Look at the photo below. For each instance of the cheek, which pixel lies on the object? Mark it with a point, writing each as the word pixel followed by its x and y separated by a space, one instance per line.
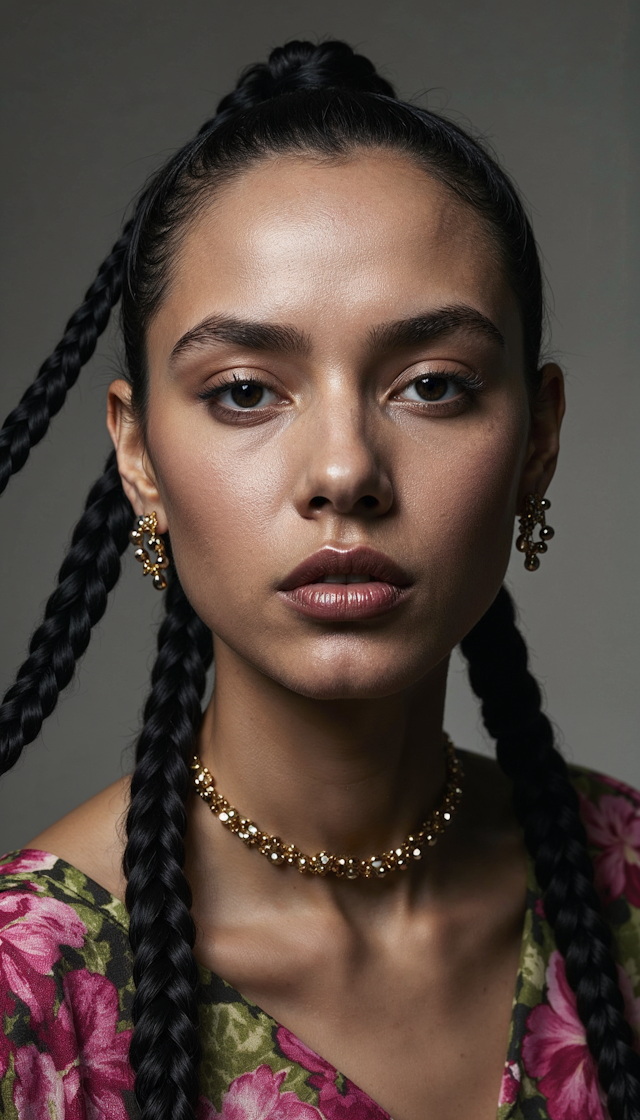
pixel 223 500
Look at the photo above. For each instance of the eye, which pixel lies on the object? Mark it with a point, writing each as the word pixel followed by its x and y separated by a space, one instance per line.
pixel 242 394
pixel 434 389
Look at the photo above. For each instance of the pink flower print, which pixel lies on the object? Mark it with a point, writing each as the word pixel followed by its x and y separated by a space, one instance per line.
pixel 31 932
pixel 556 1054
pixel 29 859
pixel 84 1069
pixel 345 1103
pixel 297 1052
pixel 351 1103
pixel 257 1095
pixel 613 827
pixel 510 1085
pixel 87 1036
pixel 3 1054
pixel 38 1092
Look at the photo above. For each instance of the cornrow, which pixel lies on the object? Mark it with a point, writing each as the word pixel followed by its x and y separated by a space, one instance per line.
pixel 165 1047
pixel 327 100
pixel 27 423
pixel 89 572
pixel 547 808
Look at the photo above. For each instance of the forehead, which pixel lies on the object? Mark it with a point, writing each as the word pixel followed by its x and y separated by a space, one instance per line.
pixel 328 243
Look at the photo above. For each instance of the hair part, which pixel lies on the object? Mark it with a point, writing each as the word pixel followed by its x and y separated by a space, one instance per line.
pixel 322 100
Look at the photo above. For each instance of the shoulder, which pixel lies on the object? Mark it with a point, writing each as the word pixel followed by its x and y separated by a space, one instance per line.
pixel 65 981
pixel 91 838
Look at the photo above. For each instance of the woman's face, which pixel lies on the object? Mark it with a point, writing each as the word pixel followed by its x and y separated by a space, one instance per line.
pixel 337 364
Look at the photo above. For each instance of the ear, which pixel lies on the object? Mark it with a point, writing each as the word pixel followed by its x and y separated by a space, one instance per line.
pixel 133 464
pixel 547 412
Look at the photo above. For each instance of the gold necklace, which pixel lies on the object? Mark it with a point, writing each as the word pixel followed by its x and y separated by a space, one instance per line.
pixel 346 867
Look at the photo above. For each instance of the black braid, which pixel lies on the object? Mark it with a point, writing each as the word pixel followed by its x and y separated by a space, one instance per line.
pixel 29 420
pixel 165 1047
pixel 89 571
pixel 320 99
pixel 547 806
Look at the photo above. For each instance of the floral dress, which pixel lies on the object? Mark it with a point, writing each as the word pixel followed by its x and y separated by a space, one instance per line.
pixel 66 990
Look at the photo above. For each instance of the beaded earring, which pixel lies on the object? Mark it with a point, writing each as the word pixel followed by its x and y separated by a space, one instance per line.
pixel 534 514
pixel 148 523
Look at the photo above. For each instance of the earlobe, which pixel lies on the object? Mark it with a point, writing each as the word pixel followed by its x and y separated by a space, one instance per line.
pixel 547 412
pixel 136 470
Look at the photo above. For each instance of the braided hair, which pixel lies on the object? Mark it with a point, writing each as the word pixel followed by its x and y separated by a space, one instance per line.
pixel 323 100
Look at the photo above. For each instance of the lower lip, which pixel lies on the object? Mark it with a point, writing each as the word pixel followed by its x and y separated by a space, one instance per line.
pixel 345 603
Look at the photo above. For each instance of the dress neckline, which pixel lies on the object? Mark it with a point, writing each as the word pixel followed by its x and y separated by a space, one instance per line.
pixel 299 1052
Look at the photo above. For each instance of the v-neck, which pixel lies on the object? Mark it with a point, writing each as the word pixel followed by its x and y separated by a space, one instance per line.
pixel 67 981
pixel 272 1044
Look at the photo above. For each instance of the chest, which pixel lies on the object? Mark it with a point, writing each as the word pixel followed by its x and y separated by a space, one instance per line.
pixel 420 1029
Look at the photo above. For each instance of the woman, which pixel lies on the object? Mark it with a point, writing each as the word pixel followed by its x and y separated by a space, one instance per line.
pixel 332 313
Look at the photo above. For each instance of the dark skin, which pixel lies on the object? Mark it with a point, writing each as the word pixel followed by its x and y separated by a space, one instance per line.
pixel 330 735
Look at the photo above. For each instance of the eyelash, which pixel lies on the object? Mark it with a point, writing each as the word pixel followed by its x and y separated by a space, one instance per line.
pixel 472 384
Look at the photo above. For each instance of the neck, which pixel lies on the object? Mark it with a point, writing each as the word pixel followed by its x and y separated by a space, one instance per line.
pixel 348 776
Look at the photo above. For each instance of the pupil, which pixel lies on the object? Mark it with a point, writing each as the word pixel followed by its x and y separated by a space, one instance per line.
pixel 432 389
pixel 247 393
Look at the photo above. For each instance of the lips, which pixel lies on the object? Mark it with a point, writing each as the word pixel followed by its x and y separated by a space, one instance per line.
pixel 345 585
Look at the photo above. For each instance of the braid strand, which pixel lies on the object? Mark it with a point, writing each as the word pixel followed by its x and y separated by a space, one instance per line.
pixel 547 806
pixel 165 1047
pixel 45 397
pixel 87 575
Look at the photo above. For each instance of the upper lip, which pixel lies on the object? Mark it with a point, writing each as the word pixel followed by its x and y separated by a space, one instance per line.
pixel 334 561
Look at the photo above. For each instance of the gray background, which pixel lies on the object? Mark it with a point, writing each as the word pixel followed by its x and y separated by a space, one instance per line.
pixel 95 94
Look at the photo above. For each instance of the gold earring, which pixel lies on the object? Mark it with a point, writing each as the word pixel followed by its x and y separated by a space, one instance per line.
pixel 148 523
pixel 534 514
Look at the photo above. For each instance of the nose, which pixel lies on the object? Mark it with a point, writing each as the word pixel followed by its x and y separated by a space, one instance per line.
pixel 343 472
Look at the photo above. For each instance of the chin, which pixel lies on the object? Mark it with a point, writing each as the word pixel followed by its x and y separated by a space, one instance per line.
pixel 348 678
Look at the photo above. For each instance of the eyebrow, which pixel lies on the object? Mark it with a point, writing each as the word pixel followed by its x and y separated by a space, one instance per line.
pixel 256 336
pixel 442 320
pixel 284 339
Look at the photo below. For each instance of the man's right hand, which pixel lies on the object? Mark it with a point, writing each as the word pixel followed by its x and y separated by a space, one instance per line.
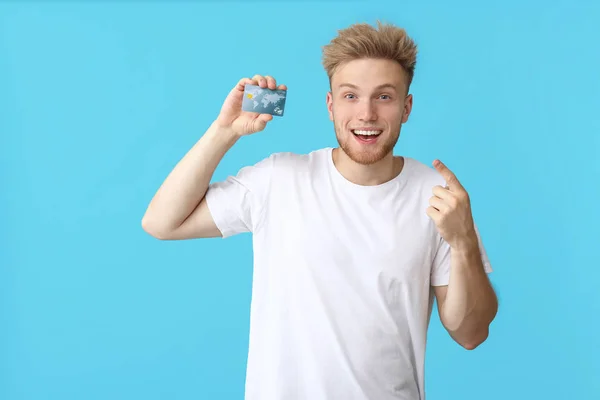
pixel 241 122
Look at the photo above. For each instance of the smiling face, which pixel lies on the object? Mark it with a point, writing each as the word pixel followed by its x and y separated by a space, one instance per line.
pixel 368 105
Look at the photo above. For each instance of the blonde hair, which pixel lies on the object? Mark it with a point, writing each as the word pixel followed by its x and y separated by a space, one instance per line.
pixel 362 40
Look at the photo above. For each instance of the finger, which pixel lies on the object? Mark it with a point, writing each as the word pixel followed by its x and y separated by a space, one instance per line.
pixel 450 178
pixel 271 82
pixel 438 204
pixel 441 192
pixel 433 213
pixel 260 81
pixel 243 82
pixel 265 117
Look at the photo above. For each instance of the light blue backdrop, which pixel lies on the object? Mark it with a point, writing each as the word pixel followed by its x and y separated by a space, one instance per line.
pixel 99 101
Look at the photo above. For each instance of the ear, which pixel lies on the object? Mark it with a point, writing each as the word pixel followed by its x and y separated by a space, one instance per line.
pixel 329 101
pixel 407 107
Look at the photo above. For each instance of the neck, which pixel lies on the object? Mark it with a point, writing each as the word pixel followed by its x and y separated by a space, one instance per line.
pixel 377 173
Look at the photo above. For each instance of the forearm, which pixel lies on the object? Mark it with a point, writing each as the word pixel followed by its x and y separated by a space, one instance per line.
pixel 470 304
pixel 186 185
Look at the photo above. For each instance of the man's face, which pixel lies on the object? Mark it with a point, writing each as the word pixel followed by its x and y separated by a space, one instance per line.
pixel 368 105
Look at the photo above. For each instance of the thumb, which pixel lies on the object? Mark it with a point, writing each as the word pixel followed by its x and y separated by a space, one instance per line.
pixel 262 120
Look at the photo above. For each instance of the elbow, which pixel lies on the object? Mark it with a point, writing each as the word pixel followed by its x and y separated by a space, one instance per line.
pixel 154 229
pixel 475 341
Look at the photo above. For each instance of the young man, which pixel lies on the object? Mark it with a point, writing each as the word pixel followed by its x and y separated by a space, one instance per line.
pixel 350 244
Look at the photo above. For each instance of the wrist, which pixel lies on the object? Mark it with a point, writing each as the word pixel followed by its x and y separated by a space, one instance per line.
pixel 467 245
pixel 222 134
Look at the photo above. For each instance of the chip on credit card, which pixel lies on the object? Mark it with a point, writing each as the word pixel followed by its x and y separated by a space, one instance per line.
pixel 264 100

··········

* Exercise goal
Copy out the part of the entries that opens with the very first line and closes with the line containing "pixel 223 500", word for word and including both ends. Leave out the pictures.

* Response to the exercise
Look at the photo below. For each instance of the cheek, which pixel lies on the object? Mark it with a point, writing each as the word pixel followed by its x and y separated by a space, one instance per line.
pixel 223 500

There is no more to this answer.